--- Set task ---
Which lines of the records below contain the word "brown"? Pick out each of them and copy it.

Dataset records
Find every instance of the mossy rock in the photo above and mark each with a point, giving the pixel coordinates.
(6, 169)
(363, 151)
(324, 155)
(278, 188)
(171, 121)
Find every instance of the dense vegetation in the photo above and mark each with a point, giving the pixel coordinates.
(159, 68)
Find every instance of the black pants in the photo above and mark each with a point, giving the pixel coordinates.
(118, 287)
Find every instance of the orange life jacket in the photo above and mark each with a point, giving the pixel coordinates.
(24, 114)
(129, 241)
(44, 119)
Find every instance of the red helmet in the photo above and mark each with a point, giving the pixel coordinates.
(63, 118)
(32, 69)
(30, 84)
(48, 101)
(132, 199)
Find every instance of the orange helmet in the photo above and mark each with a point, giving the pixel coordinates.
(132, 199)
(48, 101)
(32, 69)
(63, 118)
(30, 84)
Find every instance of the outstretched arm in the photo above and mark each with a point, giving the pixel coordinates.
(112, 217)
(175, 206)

==

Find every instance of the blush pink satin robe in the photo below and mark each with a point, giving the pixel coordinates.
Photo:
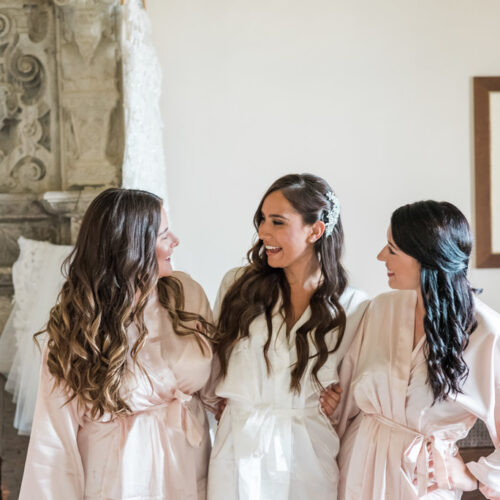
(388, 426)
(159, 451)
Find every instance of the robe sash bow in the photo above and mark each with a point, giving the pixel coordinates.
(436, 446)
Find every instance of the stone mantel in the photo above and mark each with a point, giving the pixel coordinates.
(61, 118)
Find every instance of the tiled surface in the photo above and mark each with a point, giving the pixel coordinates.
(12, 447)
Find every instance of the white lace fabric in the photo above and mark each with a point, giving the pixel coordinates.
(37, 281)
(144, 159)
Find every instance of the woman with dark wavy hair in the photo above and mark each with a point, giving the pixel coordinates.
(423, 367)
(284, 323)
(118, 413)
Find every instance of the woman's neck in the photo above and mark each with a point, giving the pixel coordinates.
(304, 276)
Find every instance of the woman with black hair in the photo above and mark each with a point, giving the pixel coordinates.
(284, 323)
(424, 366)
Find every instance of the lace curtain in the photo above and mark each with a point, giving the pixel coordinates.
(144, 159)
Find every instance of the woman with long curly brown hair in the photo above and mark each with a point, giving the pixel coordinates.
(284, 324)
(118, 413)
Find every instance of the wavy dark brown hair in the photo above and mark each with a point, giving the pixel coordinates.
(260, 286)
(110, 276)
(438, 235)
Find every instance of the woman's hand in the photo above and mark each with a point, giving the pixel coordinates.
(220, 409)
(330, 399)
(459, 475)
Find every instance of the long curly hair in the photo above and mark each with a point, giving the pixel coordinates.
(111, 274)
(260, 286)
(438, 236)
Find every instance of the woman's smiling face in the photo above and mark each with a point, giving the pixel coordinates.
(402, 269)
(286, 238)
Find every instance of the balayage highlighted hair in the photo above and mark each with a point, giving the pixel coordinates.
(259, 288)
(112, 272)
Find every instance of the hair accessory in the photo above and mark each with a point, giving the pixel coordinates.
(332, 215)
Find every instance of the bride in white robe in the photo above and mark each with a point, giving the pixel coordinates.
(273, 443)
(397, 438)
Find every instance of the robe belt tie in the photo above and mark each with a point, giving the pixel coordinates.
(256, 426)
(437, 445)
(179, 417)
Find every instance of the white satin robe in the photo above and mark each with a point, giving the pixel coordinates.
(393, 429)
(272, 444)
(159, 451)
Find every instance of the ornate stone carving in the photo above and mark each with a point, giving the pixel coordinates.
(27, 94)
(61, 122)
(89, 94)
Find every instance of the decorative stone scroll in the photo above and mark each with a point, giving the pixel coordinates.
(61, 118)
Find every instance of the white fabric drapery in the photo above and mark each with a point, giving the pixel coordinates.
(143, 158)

--- In response ---
Find every instance of the woman with long curly brown hair in the photo above and mark each with a point, giving the pixel coordinates.
Find every instance of the wavy dark brown hair in the photo above and mark each with a point, giving the pixel coordinates.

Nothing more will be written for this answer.